Hedge funds are feeling the fallout from last year’s lousy performance and volatility. A total of 305 funds liquidated in the fourth quarter, up from 257 in the previous quarter and 203 in the fourth quarter of 2014, according to a new report from HFR. Altogether, 979 hedge funds shut down last year, up from 864 in 2014, the highest number in one year since 2009, when 1,023 funds liquidated.
At the same time, the number of new funds declined, to 183 in the fourth quarter from 269 the previous quarter. This is the lowest quarterly launch total since 2009, according to HFR. Altogether in 2015, 968 funds were launched, down from 1,040 in 2014, the fewest in a single year since 935 funds launched in 2010.
“The hedge fund industry experienced a contraction in the number of funds in 2015, despite continued growth in investor capital to a record level, as investor risk aversion increased, resulting in capital redemptions from funds which had underperformed through the recent financial market volatility,” says Kenneth Heinz, president of HFR, in a press release. “Investors have become increasingly discriminating in their capital allocations, and the environment for launching a new fund continues to be extremely competitive.”
Starboard Value cut its stake in Four Corners Property Trust to 4.7 percent. As a result, the New York activist hedge fund no longer needs to report transactions in the stock unless the firm again meets or exceeds the 5 percent threshold. Four Corners holds real estate and restaurant assets spun off from Orlando, Florida-based Darden Restaurants.
Shares of Vivint, a solar company based in Provo, Utah, fell 4.4 percent to close at $3.46 after Credit Suisse cut its price target on the stock from $16.50 to $6. The bank points out in a note to clients that on Monday the company reported fourth-quarter results “that reinforced the uncertainty of the company’s outlook,” particularly after Vivint terminated its merger deal with struggling SunEdison last week. Vivint is now suing St. Peters, Missouri-based SunEdison for willful breach of the agreement. Credit Suisse said it cut its forecasts and target “given the difficult liquidity position and what may prove to be a lengthy rebuilding process.” At year end, Los Angeles-based Canyon Capital Advisors was Vivint’s second-largest shareholder.
Shares of Laval, Quebec-based Valeant Pharmaceuticals International fell another 11.5 percent to close at $29.69. The stock is now down nearly 90 percent from its summer high, badly hurting a number of hedge fund firms that invested heavily in it.

▶ _TO DO_:
a: How many hedge funds shut down altogether last year, according to the article?
b: For each statement below, say whether it agrees with the article, and quote the words from the article that decide it. (i) Starboard Value reduced its stake in Four Corners Property Trust to 4.7 percent. (ii) Credit Suisse raised its price target on Vivint. (iii) Fewer funds were launched in 2015 than in 2014.

▶ _RECORDED INFORMATION_:
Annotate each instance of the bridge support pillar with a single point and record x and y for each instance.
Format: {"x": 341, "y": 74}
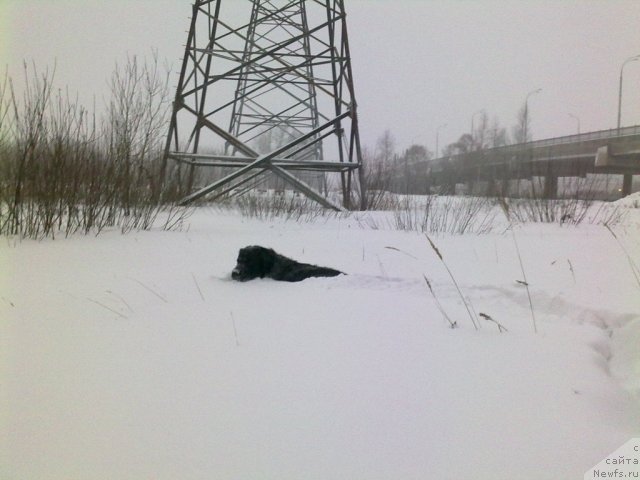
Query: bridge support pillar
{"x": 550, "y": 186}
{"x": 627, "y": 180}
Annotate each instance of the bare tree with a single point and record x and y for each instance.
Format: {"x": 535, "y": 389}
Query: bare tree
{"x": 385, "y": 149}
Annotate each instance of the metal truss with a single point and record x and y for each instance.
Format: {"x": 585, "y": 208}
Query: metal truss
{"x": 266, "y": 89}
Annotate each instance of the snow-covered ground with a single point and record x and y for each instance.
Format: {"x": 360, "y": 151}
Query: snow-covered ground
{"x": 136, "y": 357}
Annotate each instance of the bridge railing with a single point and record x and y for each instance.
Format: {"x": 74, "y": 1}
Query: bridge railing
{"x": 549, "y": 142}
{"x": 583, "y": 137}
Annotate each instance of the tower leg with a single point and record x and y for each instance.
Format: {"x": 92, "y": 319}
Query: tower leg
{"x": 627, "y": 180}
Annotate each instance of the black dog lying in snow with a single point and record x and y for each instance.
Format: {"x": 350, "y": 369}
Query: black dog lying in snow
{"x": 259, "y": 262}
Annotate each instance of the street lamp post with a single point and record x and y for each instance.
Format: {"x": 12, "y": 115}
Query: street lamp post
{"x": 628, "y": 60}
{"x": 438, "y": 137}
{"x": 576, "y": 119}
{"x": 472, "y": 119}
{"x": 526, "y": 113}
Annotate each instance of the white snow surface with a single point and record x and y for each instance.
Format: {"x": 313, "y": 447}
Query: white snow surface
{"x": 136, "y": 357}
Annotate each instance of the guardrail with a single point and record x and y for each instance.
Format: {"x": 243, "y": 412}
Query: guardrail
{"x": 549, "y": 142}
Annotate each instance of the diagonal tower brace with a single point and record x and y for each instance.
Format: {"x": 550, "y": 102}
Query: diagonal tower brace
{"x": 273, "y": 95}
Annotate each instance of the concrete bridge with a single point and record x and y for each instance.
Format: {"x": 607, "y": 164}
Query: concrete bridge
{"x": 615, "y": 151}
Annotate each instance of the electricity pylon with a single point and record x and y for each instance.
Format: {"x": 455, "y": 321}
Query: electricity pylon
{"x": 265, "y": 89}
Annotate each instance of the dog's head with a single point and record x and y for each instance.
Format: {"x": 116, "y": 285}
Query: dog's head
{"x": 253, "y": 262}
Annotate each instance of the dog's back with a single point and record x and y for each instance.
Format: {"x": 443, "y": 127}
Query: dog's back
{"x": 256, "y": 261}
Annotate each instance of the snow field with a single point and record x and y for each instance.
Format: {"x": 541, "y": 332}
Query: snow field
{"x": 128, "y": 357}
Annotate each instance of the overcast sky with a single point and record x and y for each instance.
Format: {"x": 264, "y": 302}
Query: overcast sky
{"x": 417, "y": 64}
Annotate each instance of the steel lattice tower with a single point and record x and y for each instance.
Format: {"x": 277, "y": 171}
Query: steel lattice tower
{"x": 271, "y": 96}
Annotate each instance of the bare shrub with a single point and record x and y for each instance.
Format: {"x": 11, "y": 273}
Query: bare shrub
{"x": 61, "y": 173}
{"x": 453, "y": 215}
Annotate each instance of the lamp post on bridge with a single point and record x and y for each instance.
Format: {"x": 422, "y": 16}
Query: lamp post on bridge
{"x": 526, "y": 112}
{"x": 472, "y": 119}
{"x": 576, "y": 119}
{"x": 627, "y": 178}
{"x": 628, "y": 60}
{"x": 438, "y": 137}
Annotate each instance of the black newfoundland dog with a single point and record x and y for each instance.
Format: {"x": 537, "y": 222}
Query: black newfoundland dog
{"x": 259, "y": 262}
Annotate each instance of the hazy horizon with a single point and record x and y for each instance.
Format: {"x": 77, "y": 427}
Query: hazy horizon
{"x": 417, "y": 64}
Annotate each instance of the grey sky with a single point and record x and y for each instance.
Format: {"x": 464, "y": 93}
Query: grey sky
{"x": 417, "y": 63}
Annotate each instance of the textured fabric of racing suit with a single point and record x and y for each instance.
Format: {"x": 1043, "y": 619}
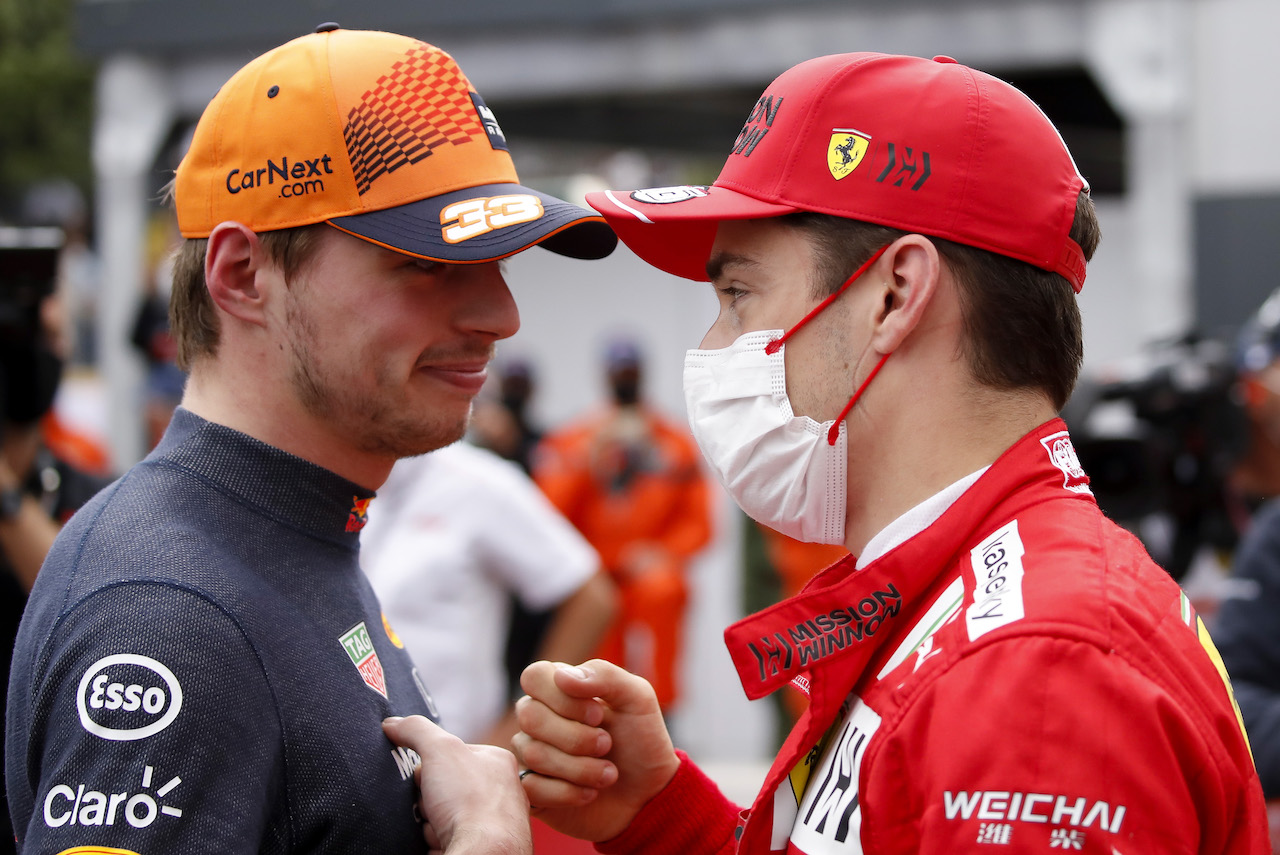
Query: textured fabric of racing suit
{"x": 204, "y": 668}
{"x": 1018, "y": 676}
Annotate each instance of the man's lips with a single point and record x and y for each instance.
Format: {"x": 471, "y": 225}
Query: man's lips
{"x": 466, "y": 375}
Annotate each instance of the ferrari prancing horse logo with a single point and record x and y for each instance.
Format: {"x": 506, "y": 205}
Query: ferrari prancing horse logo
{"x": 845, "y": 151}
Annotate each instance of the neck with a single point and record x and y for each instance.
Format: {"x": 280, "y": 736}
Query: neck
{"x": 279, "y": 420}
{"x": 901, "y": 457}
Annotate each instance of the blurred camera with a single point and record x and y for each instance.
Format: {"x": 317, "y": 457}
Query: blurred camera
{"x": 1159, "y": 439}
{"x": 30, "y": 370}
{"x": 28, "y": 269}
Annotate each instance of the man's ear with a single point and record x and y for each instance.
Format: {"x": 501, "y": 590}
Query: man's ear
{"x": 233, "y": 263}
{"x": 913, "y": 268}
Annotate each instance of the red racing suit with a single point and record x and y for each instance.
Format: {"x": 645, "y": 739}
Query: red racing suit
{"x": 1016, "y": 677}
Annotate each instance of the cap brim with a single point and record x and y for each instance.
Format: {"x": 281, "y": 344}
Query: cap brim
{"x": 484, "y": 223}
{"x": 673, "y": 228}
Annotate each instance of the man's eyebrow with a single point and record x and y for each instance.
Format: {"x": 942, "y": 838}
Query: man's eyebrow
{"x": 720, "y": 260}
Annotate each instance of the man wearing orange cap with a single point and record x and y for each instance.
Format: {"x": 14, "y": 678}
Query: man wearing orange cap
{"x": 202, "y": 667}
{"x": 896, "y": 245}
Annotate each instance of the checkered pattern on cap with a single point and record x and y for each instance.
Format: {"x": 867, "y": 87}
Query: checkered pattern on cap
{"x": 419, "y": 105}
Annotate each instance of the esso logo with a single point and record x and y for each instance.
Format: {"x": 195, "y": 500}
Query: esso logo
{"x": 127, "y": 696}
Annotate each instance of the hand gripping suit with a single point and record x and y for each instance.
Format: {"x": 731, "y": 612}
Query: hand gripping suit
{"x": 1019, "y": 676}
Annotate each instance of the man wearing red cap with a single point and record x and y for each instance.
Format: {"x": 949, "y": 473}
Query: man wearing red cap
{"x": 202, "y": 667}
{"x": 896, "y": 245}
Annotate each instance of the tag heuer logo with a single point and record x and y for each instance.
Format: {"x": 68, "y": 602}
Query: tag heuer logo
{"x": 845, "y": 151}
{"x": 360, "y": 648}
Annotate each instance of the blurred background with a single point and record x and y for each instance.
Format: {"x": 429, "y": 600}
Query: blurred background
{"x": 1168, "y": 106}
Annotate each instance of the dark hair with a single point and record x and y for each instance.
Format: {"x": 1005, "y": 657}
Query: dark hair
{"x": 1022, "y": 324}
{"x": 192, "y": 318}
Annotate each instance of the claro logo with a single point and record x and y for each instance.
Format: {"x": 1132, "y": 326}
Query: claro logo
{"x": 128, "y": 696}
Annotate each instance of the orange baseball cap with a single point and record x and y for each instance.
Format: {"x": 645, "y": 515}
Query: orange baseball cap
{"x": 380, "y": 136}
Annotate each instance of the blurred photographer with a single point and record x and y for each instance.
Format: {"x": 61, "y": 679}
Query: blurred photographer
{"x": 1248, "y": 625}
{"x": 45, "y": 471}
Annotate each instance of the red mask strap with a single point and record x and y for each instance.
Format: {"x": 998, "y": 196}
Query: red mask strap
{"x": 772, "y": 347}
{"x": 833, "y": 434}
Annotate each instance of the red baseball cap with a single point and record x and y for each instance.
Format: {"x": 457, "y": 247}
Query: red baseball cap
{"x": 924, "y": 146}
{"x": 380, "y": 136}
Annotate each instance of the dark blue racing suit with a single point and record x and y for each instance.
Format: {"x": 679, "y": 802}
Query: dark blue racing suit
{"x": 204, "y": 668}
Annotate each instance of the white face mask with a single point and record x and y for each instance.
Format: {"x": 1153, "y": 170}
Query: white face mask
{"x": 785, "y": 471}
{"x": 777, "y": 466}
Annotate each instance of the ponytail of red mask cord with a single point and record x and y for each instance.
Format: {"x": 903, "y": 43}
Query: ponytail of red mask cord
{"x": 772, "y": 347}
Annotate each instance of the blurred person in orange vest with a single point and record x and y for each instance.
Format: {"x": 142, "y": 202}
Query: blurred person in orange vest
{"x": 630, "y": 481}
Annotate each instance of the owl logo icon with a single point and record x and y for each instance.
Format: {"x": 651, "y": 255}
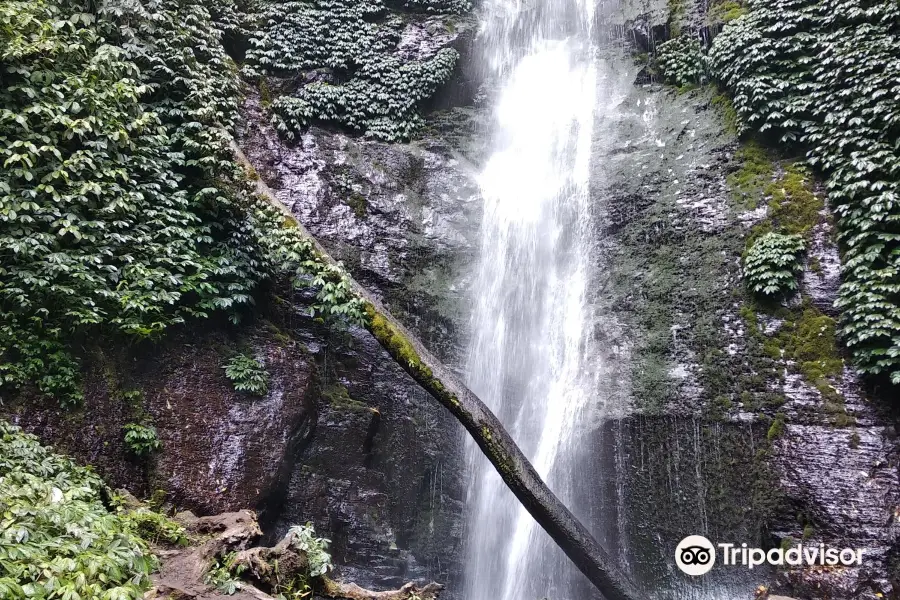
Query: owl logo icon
{"x": 695, "y": 555}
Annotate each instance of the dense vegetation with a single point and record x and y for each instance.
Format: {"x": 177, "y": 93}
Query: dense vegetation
{"x": 57, "y": 538}
{"x": 824, "y": 75}
{"x": 363, "y": 82}
{"x": 122, "y": 211}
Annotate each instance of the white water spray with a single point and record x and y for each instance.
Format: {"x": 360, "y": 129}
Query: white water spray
{"x": 531, "y": 343}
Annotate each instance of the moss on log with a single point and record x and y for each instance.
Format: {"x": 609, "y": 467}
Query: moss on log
{"x": 487, "y": 431}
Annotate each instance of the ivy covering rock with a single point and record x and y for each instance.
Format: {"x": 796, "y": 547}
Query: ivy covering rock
{"x": 825, "y": 76}
{"x": 122, "y": 210}
{"x": 681, "y": 61}
{"x": 361, "y": 82}
{"x": 772, "y": 264}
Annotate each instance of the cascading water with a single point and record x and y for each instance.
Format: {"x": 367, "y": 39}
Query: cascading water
{"x": 530, "y": 349}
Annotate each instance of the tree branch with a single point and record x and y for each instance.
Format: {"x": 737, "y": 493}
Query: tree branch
{"x": 486, "y": 429}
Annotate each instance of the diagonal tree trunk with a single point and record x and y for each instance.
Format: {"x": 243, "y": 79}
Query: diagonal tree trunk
{"x": 487, "y": 430}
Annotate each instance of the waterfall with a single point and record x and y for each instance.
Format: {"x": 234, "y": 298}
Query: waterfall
{"x": 530, "y": 352}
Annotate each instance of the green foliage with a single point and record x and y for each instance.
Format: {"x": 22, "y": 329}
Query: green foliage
{"x": 303, "y": 538}
{"x": 824, "y": 75}
{"x": 681, "y": 61}
{"x": 776, "y": 429}
{"x": 364, "y": 83}
{"x": 748, "y": 183}
{"x": 57, "y": 539}
{"x": 793, "y": 206}
{"x": 154, "y": 527}
{"x": 224, "y": 575}
{"x": 772, "y": 264}
{"x": 725, "y": 12}
{"x": 141, "y": 439}
{"x": 247, "y": 374}
{"x": 121, "y": 209}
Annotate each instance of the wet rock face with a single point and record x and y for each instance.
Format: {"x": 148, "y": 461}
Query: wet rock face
{"x": 402, "y": 217}
{"x": 382, "y": 473}
{"x": 220, "y": 449}
{"x": 679, "y": 340}
{"x": 668, "y": 246}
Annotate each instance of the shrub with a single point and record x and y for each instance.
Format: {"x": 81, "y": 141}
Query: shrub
{"x": 57, "y": 539}
{"x": 370, "y": 88}
{"x": 224, "y": 575}
{"x": 681, "y": 61}
{"x": 122, "y": 210}
{"x": 247, "y": 374}
{"x": 303, "y": 537}
{"x": 772, "y": 264}
{"x": 155, "y": 527}
{"x": 141, "y": 439}
{"x": 824, "y": 75}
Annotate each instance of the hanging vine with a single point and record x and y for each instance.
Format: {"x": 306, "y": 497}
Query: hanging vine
{"x": 825, "y": 76}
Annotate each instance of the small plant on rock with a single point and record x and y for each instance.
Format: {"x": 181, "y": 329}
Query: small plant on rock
{"x": 681, "y": 61}
{"x": 141, "y": 440}
{"x": 304, "y": 539}
{"x": 155, "y": 527}
{"x": 224, "y": 574}
{"x": 247, "y": 374}
{"x": 772, "y": 263}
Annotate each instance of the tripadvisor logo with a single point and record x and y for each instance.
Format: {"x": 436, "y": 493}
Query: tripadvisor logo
{"x": 695, "y": 555}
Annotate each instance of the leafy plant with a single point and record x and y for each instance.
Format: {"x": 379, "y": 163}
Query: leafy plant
{"x": 247, "y": 374}
{"x": 823, "y": 75}
{"x": 681, "y": 61}
{"x": 57, "y": 539}
{"x": 154, "y": 527}
{"x": 122, "y": 211}
{"x": 363, "y": 83}
{"x": 225, "y": 575}
{"x": 303, "y": 537}
{"x": 141, "y": 439}
{"x": 773, "y": 262}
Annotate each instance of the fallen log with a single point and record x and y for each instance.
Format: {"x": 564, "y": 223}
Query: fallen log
{"x": 485, "y": 428}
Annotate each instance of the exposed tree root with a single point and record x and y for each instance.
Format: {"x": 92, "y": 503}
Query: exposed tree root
{"x": 351, "y": 591}
{"x": 512, "y": 465}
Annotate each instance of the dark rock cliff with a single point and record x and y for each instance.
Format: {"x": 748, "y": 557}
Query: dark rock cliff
{"x": 714, "y": 433}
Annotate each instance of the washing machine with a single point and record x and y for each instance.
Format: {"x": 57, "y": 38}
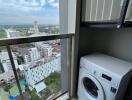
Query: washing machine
{"x": 102, "y": 77}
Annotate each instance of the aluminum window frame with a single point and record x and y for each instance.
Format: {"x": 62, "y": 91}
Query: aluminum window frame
{"x": 112, "y": 24}
{"x": 20, "y": 40}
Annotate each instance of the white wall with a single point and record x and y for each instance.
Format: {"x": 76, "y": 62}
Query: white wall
{"x": 67, "y": 16}
{"x": 71, "y": 16}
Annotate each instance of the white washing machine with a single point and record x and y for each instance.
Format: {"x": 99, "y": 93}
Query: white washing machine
{"x": 103, "y": 77}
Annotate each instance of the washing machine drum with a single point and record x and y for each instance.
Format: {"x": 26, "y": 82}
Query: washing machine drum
{"x": 92, "y": 88}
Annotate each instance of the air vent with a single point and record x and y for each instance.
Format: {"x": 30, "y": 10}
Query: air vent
{"x": 101, "y": 10}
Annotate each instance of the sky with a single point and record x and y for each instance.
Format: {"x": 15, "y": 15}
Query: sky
{"x": 17, "y": 12}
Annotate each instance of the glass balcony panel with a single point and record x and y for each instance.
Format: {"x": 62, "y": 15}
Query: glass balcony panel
{"x": 39, "y": 69}
{"x": 8, "y": 86}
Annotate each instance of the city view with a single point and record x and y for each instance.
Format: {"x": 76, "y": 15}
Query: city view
{"x": 38, "y": 64}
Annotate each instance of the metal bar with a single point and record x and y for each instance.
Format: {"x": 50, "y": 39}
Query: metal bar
{"x": 14, "y": 70}
{"x": 103, "y": 10}
{"x": 91, "y": 10}
{"x": 111, "y": 8}
{"x": 123, "y": 13}
{"x": 20, "y": 40}
{"x": 69, "y": 59}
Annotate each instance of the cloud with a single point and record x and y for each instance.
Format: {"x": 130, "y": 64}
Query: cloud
{"x": 25, "y": 11}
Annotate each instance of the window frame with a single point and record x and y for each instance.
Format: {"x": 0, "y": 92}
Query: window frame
{"x": 112, "y": 24}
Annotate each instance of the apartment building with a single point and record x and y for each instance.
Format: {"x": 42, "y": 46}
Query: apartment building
{"x": 36, "y": 75}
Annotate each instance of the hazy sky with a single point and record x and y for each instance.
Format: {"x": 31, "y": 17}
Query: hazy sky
{"x": 26, "y": 11}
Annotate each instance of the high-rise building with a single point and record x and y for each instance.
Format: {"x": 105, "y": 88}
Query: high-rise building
{"x": 12, "y": 33}
{"x": 36, "y": 27}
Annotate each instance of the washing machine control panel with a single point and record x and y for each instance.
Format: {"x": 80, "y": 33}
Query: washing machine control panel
{"x": 106, "y": 77}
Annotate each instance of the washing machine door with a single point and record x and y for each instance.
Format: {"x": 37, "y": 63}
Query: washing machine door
{"x": 92, "y": 88}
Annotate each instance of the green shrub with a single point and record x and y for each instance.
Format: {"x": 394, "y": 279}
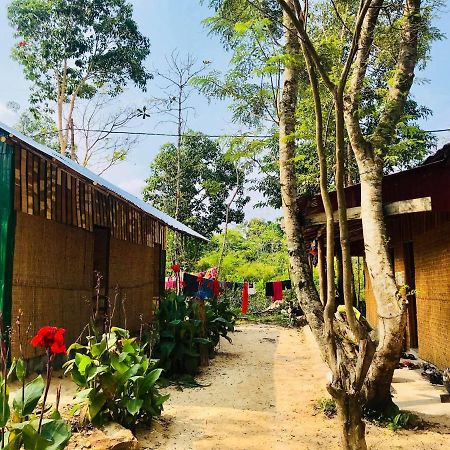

▶ _RESPONSES FOR EACH TASK_:
a: 979 hedge funds.

b:
(i) Yes: "Starboard Value cut its stake in Four Corners Property Trust to 4.7 percent."
(ii) No: "Credit Suisse cut its price target on the stock from $16.50 to $6."
(iii) Yes: "Altogether in 2015, 968 funds were launched, down from 1,040 in 2014."